INSTRUCTIONS TO FOLLOW: Please set down each entry exactly, omitting any picture it holds.

• • •

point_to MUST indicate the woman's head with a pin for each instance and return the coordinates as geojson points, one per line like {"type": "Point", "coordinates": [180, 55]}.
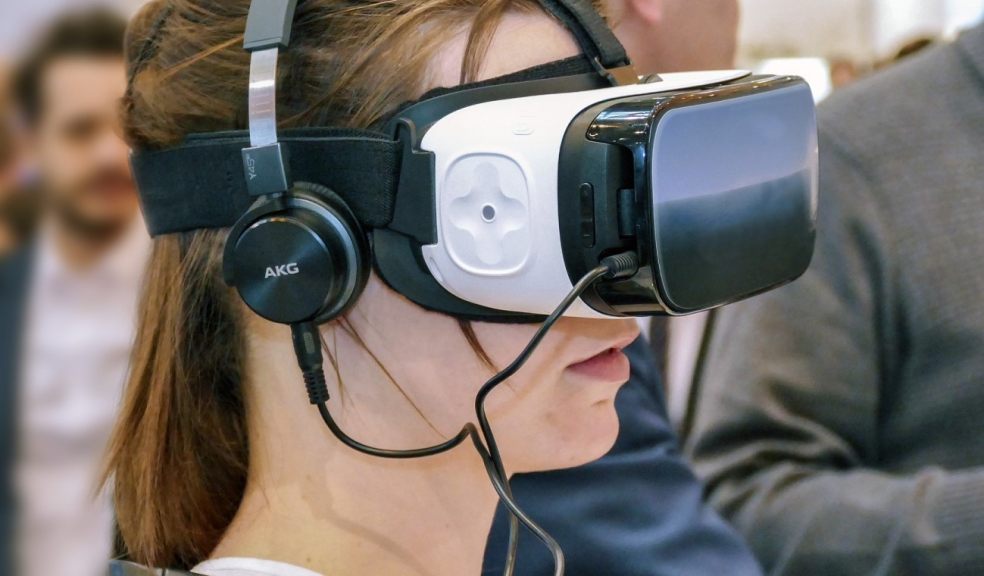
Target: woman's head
{"type": "Point", "coordinates": [209, 378]}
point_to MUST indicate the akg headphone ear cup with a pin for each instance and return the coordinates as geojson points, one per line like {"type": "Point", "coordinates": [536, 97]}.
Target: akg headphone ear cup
{"type": "Point", "coordinates": [300, 257]}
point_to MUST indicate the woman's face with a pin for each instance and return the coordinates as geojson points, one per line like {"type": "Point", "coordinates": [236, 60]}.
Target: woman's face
{"type": "Point", "coordinates": [557, 412]}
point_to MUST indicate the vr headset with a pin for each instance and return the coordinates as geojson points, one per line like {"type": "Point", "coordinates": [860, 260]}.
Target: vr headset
{"type": "Point", "coordinates": [489, 201]}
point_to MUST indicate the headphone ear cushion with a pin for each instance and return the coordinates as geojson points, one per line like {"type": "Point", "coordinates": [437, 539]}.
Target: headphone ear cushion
{"type": "Point", "coordinates": [299, 258]}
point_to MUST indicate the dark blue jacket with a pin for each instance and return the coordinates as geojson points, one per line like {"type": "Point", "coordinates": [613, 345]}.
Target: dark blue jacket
{"type": "Point", "coordinates": [14, 272]}
{"type": "Point", "coordinates": [636, 512]}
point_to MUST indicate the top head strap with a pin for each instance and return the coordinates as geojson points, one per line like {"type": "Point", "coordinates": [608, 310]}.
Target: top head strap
{"type": "Point", "coordinates": [595, 39]}
{"type": "Point", "coordinates": [268, 29]}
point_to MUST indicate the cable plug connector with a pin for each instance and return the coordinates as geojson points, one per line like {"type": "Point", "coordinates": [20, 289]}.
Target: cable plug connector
{"type": "Point", "coordinates": [620, 266]}
{"type": "Point", "coordinates": [307, 348]}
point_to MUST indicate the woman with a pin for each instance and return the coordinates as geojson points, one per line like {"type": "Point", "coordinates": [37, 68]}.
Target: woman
{"type": "Point", "coordinates": [219, 461]}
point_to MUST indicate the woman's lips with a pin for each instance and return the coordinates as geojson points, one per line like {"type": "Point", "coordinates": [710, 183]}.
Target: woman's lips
{"type": "Point", "coordinates": [612, 365]}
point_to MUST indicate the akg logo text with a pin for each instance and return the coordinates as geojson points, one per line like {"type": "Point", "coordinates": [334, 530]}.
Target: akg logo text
{"type": "Point", "coordinates": [251, 167]}
{"type": "Point", "coordinates": [282, 270]}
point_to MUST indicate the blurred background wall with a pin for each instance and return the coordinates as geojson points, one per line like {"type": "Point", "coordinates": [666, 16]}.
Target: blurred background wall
{"type": "Point", "coordinates": [863, 30]}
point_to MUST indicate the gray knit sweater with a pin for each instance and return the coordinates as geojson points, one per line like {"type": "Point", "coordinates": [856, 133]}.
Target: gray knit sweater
{"type": "Point", "coordinates": [840, 420]}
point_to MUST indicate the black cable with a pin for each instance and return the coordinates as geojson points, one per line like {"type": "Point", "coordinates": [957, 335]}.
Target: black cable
{"type": "Point", "coordinates": [309, 356]}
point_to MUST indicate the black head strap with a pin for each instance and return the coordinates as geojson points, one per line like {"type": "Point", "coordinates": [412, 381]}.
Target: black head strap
{"type": "Point", "coordinates": [595, 38]}
{"type": "Point", "coordinates": [361, 166]}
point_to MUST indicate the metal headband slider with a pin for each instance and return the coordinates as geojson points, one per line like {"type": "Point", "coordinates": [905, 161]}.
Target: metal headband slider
{"type": "Point", "coordinates": [266, 170]}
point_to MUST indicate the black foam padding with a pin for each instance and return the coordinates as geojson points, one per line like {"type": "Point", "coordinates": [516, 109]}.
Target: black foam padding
{"type": "Point", "coordinates": [201, 183]}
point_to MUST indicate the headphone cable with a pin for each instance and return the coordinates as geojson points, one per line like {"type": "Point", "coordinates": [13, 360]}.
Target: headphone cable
{"type": "Point", "coordinates": [307, 346]}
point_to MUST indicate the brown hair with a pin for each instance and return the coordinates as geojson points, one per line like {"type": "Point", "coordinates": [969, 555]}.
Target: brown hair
{"type": "Point", "coordinates": [179, 455]}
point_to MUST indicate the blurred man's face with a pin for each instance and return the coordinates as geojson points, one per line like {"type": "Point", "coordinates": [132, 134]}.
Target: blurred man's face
{"type": "Point", "coordinates": [677, 35]}
{"type": "Point", "coordinates": [81, 157]}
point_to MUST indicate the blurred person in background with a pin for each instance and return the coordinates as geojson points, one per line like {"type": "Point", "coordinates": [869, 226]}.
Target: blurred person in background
{"type": "Point", "coordinates": [70, 299]}
{"type": "Point", "coordinates": [843, 72]}
{"type": "Point", "coordinates": [839, 421]}
{"type": "Point", "coordinates": [639, 508]}
{"type": "Point", "coordinates": [17, 207]}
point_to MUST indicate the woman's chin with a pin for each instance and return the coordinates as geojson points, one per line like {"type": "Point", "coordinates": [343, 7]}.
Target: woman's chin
{"type": "Point", "coordinates": [583, 437]}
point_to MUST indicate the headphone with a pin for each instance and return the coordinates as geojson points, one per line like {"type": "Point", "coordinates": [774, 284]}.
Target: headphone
{"type": "Point", "coordinates": [298, 255]}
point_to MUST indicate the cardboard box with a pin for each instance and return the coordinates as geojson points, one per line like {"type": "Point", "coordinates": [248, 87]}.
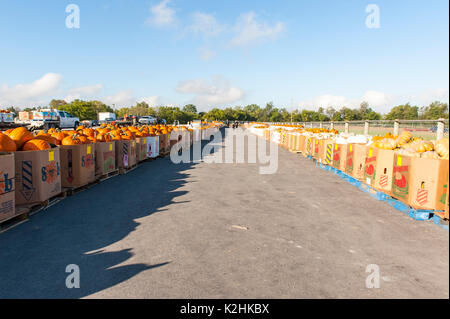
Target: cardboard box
{"type": "Point", "coordinates": [7, 186]}
{"type": "Point", "coordinates": [316, 148]}
{"type": "Point", "coordinates": [142, 148]}
{"type": "Point", "coordinates": [77, 165]}
{"type": "Point", "coordinates": [446, 211]}
{"type": "Point", "coordinates": [164, 142]}
{"type": "Point", "coordinates": [356, 157]}
{"type": "Point", "coordinates": [105, 158]}
{"type": "Point", "coordinates": [25, 116]}
{"type": "Point", "coordinates": [384, 171]}
{"type": "Point", "coordinates": [339, 156]}
{"type": "Point", "coordinates": [400, 177]}
{"type": "Point", "coordinates": [328, 150]}
{"type": "Point", "coordinates": [308, 145]}
{"type": "Point", "coordinates": [428, 183]}
{"type": "Point", "coordinates": [267, 134]}
{"type": "Point", "coordinates": [300, 143]}
{"type": "Point", "coordinates": [153, 146]}
{"type": "Point", "coordinates": [125, 153]}
{"type": "Point", "coordinates": [370, 165]}
{"type": "Point", "coordinates": [38, 175]}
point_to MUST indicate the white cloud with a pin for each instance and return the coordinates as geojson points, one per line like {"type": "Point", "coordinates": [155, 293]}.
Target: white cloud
{"type": "Point", "coordinates": [120, 99]}
{"type": "Point", "coordinates": [30, 94]}
{"type": "Point", "coordinates": [211, 93]}
{"type": "Point", "coordinates": [249, 31]}
{"type": "Point", "coordinates": [83, 92]}
{"type": "Point", "coordinates": [152, 100]}
{"type": "Point", "coordinates": [207, 54]}
{"type": "Point", "coordinates": [377, 100]}
{"type": "Point", "coordinates": [429, 96]}
{"type": "Point", "coordinates": [162, 16]}
{"type": "Point", "coordinates": [204, 24]}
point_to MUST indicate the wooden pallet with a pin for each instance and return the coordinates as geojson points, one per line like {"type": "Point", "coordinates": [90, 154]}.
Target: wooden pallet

• • •

WORKED SOLUTION:
point_to MUST indicate the woman's head with a pin for each instance and return the coordinates as geojson points, one per line like {"type": "Point", "coordinates": [180, 55]}.
Target: woman's head
{"type": "Point", "coordinates": [209, 378]}
point_to MUST indicate the akg headphone ear cup with a pin for each instance and return the coordinates as geojson points, one per line like {"type": "Point", "coordinates": [536, 97]}.
Target: akg headphone ear cup
{"type": "Point", "coordinates": [300, 257]}
point_to MUST indicate the woman's face with a pin for each instance and return the coordinates as geojson points, one per line like {"type": "Point", "coordinates": [236, 60]}.
Target: woman's face
{"type": "Point", "coordinates": [557, 412]}
point_to MUST indicate the vr headset with a pin for each instance and return the coordinates as geojson points, one per line like {"type": "Point", "coordinates": [860, 260]}.
Target: vr headset
{"type": "Point", "coordinates": [489, 201]}
point_to MUST indicate the headphone ear cushion with a pin for each instance and return the coordinates as geojson points, one per line like {"type": "Point", "coordinates": [437, 539]}.
Target: headphone ear cushion
{"type": "Point", "coordinates": [299, 258]}
point_to MUST indicate the dark blue jacket with a pin for each instance and return the coordinates as geojson points, one per line like {"type": "Point", "coordinates": [613, 345]}.
Target: dark blue jacket
{"type": "Point", "coordinates": [14, 272]}
{"type": "Point", "coordinates": [636, 512]}
point_to MUST indicate the top head strap with a pin for each instance and return the coordinates as geojson points, one per line like {"type": "Point", "coordinates": [608, 310]}.
Target: top head strap
{"type": "Point", "coordinates": [595, 39]}
{"type": "Point", "coordinates": [268, 29]}
point_to MUST indicate the cable plug connector with a pin for each instance and return the coordinates as geojson points, one per line like {"type": "Point", "coordinates": [20, 289]}.
Target: cable plug connector
{"type": "Point", "coordinates": [620, 266]}
{"type": "Point", "coordinates": [307, 348]}
point_to MUST indicate the woman with a pin for each instance and return the coordinates as geojson points, one per line like {"type": "Point", "coordinates": [37, 68]}.
Target: woman
{"type": "Point", "coordinates": [219, 461]}
point_to MUST indicate the woman's lips with a pin for each instance and return the coordinates as geojson points, one per line like {"type": "Point", "coordinates": [710, 183]}.
Target: woman's lips
{"type": "Point", "coordinates": [612, 365]}
point_to MUST indicate the akg logo text with a pin for each instance and return the coordinates as geojson points, one per line like {"type": "Point", "coordinates": [334, 530]}.
Target: akg logo text
{"type": "Point", "coordinates": [251, 167]}
{"type": "Point", "coordinates": [282, 270]}
point_to MUST indicate the blurred background wall with a pin for each instance and return the coordinates as geojson points, one per line like {"type": "Point", "coordinates": [666, 16]}.
Target: blurred background wall
{"type": "Point", "coordinates": [863, 30]}
point_to MUST indicate the gray knit sweater with a pin for each instance and return the coordinates as geojson points, one per line like {"type": "Point", "coordinates": [856, 133]}.
Target: gray knit sweater
{"type": "Point", "coordinates": [840, 420]}
point_to MUST indicate the black cable with a pin for each instance and return the coordinates as geojson points, one per line like {"type": "Point", "coordinates": [957, 335]}.
Target: black cable
{"type": "Point", "coordinates": [309, 356]}
point_to MUST indicate the black head strap with a pin for each instance and return the coordinates as geojson points, one per line like {"type": "Point", "coordinates": [412, 381]}.
Target: black head strap
{"type": "Point", "coordinates": [595, 38]}
{"type": "Point", "coordinates": [361, 166]}
point_to MUST indicate the metal headband slider with a pin for each instance and return the coordinates as geojson points, one per line like {"type": "Point", "coordinates": [905, 161]}.
Target: metal headband slider
{"type": "Point", "coordinates": [266, 170]}
point_to MUST indicate the black foam padding with a pin for each instance and return the coordinates as geojson points, one per line like {"type": "Point", "coordinates": [516, 109]}.
Target: black foam padding
{"type": "Point", "coordinates": [201, 183]}
point_to MUST indicate the headphone cable with a pin for each instance and return the coordinates as geojson points, one per line like {"type": "Point", "coordinates": [13, 360]}.
Target: headphone cable
{"type": "Point", "coordinates": [307, 346]}
point_to MUST indicate the brown hair with a pin for each instance and return the coordinates as geojson points, one per line like {"type": "Point", "coordinates": [969, 555]}.
Target: brown hair
{"type": "Point", "coordinates": [179, 455]}
point_to MUST indicate the blurred man's face with a pin for each instance and return the coordinates as geojson points, one per line like {"type": "Point", "coordinates": [132, 134]}.
Target: blurred man's face
{"type": "Point", "coordinates": [677, 35]}
{"type": "Point", "coordinates": [81, 157]}
point_to MUST indicate the blurred person in background with a pin for each instance and return the coordinates as geojson points, one per line like {"type": "Point", "coordinates": [869, 226]}.
Target: blurred person in background
{"type": "Point", "coordinates": [70, 299]}
{"type": "Point", "coordinates": [843, 72]}
{"type": "Point", "coordinates": [839, 421]}
{"type": "Point", "coordinates": [639, 508]}
{"type": "Point", "coordinates": [17, 207]}
point_to MUST indicate the woman's chin with a pin for each instance and return the coordinates as geojson points, one per line like {"type": "Point", "coordinates": [343, 7]}.
Target: woman's chin
{"type": "Point", "coordinates": [583, 437]}
point_to MUST indicate the headphone with a pin for each instance and return the coordinates as geojson points, one per line like {"type": "Point", "coordinates": [774, 284]}.
Target: headphone
{"type": "Point", "coordinates": [298, 255]}
point_to MUST indicate the cardboard box with a pin for each instance and return the coordinates as geojson points, one per line like {"type": "Point", "coordinates": [248, 87]}.
Target: cardboard box
{"type": "Point", "coordinates": [7, 186]}
{"type": "Point", "coordinates": [316, 148]}
{"type": "Point", "coordinates": [142, 148]}
{"type": "Point", "coordinates": [77, 165]}
{"type": "Point", "coordinates": [446, 211]}
{"type": "Point", "coordinates": [164, 142]}
{"type": "Point", "coordinates": [356, 157]}
{"type": "Point", "coordinates": [105, 158]}
{"type": "Point", "coordinates": [25, 116]}
{"type": "Point", "coordinates": [384, 171]}
{"type": "Point", "coordinates": [339, 156]}
{"type": "Point", "coordinates": [400, 177]}
{"type": "Point", "coordinates": [328, 150]}
{"type": "Point", "coordinates": [308, 145]}
{"type": "Point", "coordinates": [428, 183]}
{"type": "Point", "coordinates": [267, 134]}
{"type": "Point", "coordinates": [300, 143]}
{"type": "Point", "coordinates": [153, 146]}
{"type": "Point", "coordinates": [125, 153]}
{"type": "Point", "coordinates": [370, 165]}
{"type": "Point", "coordinates": [38, 175]}
point_to MUST indicate the white cloud with a pin for each instance and return the coordinates as geojson points, one per line like {"type": "Point", "coordinates": [155, 293]}.
Target: white cloud
{"type": "Point", "coordinates": [120, 99]}
{"type": "Point", "coordinates": [30, 94]}
{"type": "Point", "coordinates": [211, 93]}
{"type": "Point", "coordinates": [249, 31]}
{"type": "Point", "coordinates": [83, 92]}
{"type": "Point", "coordinates": [152, 100]}
{"type": "Point", "coordinates": [207, 54]}
{"type": "Point", "coordinates": [377, 100]}
{"type": "Point", "coordinates": [429, 96]}
{"type": "Point", "coordinates": [162, 16]}
{"type": "Point", "coordinates": [204, 24]}
point_to MUST indicate the wooden pallet with a pin for each instance and return the coordinates as geojson points, one per line like {"type": "Point", "coordinates": [90, 154]}.
Target: wooden pallet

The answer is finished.